**Dataset rows**
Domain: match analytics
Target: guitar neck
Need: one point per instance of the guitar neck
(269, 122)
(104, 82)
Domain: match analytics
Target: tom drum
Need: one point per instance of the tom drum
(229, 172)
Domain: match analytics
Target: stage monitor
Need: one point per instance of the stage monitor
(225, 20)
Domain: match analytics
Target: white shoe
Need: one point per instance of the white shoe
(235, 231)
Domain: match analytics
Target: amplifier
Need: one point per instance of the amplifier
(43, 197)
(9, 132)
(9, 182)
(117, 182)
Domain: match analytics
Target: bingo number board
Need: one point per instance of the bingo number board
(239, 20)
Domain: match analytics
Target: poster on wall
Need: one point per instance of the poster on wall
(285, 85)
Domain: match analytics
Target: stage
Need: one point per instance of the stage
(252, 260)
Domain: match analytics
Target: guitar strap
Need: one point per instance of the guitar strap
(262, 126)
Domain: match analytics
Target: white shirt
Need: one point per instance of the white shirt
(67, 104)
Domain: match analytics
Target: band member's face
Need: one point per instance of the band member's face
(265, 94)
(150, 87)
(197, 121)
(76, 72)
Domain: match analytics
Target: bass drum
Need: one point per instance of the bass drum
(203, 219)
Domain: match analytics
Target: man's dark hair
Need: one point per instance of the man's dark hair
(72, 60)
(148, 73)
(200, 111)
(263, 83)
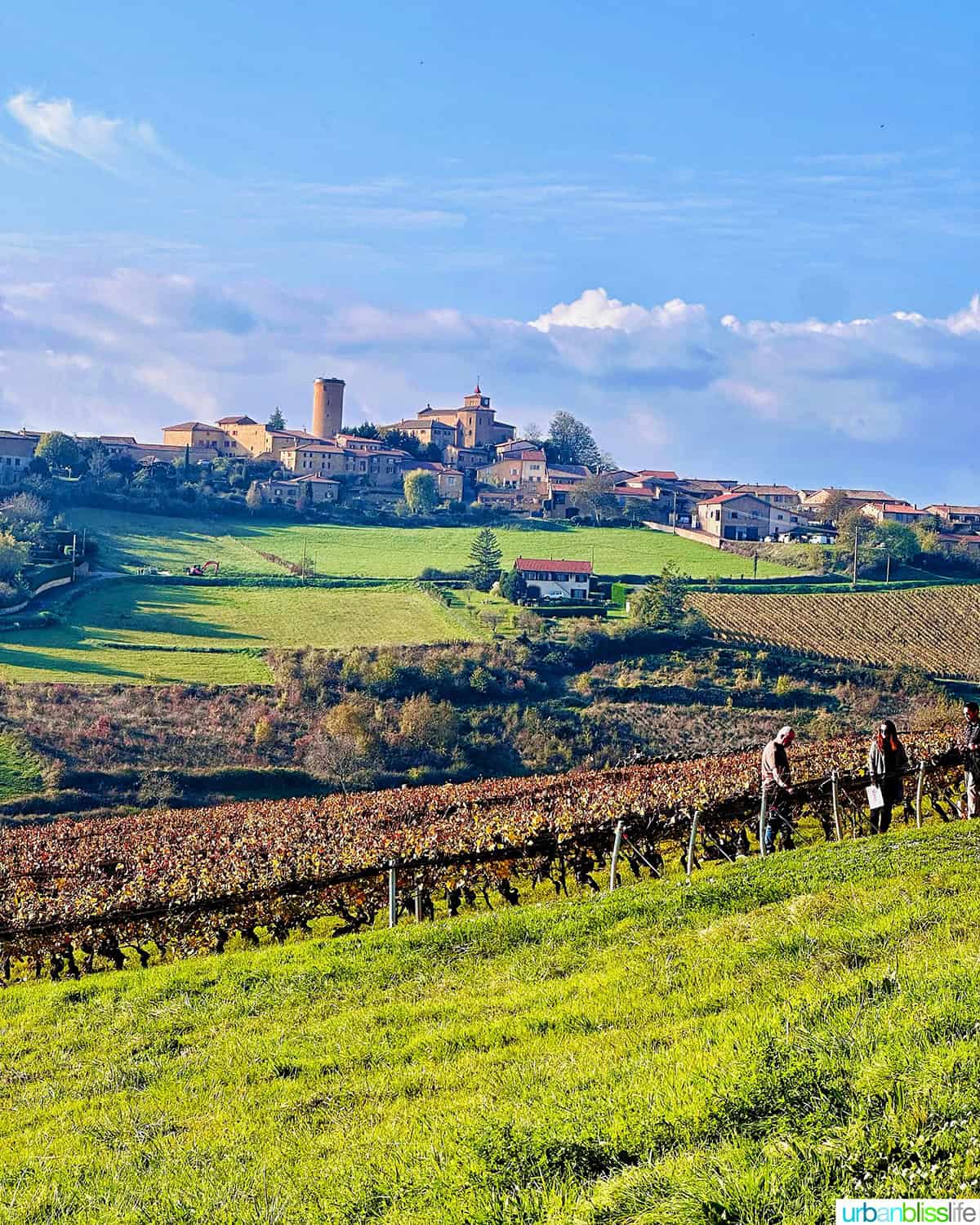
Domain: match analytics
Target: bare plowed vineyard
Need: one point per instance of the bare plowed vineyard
(933, 627)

**Instruction**
Copy out every line of the listing above word for word, omitting the pictures.

**The completed task**
Domain: match analytics
Target: guitar neck
Need: one point per instance of the guitar neck
(269, 122)
(104, 82)
Domain: match analytics
Target: tom drum
Need: one point per instance of the tom drum
(229, 172)
Domain: match analytics
Target: stage monitor
Need: one point per instance of the stage monitor
(225, 20)
Domain: match analytics
Target: white shoe
Need: one point per instance of the white shoe
(235, 231)
Domain: match analytics
Target: amplifier
Need: one point per instance of the amplifier
(43, 197)
(9, 132)
(9, 182)
(117, 182)
Domain: match analytics
Target: bingo number board
Need: one point per instance of the bingo number board
(239, 20)
Domain: match analytics
Target: poster on wall
Need: one point per instance of the poster on wall
(285, 85)
Domain: match analytics
Target: stage
Need: one point per instance of the stage
(252, 260)
Domain: match analytics
Target: guitar strap
Need: one point per instance of the guitar strap
(262, 126)
Domain: match analytics
Target: white shirt
Need: one point per instance of the white shirt
(67, 104)
Domain: match analytics
Target: band member's face
Need: one point per instance of the band member's face
(265, 94)
(150, 87)
(197, 121)
(76, 72)
Domain: match analytics
Target: bass drum
Need: one point per instance of the bass drum
(203, 219)
Domain: match analytics
Target: man's dark hair
Need: one point per instance of the man's dark hair
(72, 60)
(148, 73)
(200, 111)
(263, 83)
Domain: match analytics
Target: bare plowed vineyard
Need: one point per instance of the bare plowed vineyard
(933, 627)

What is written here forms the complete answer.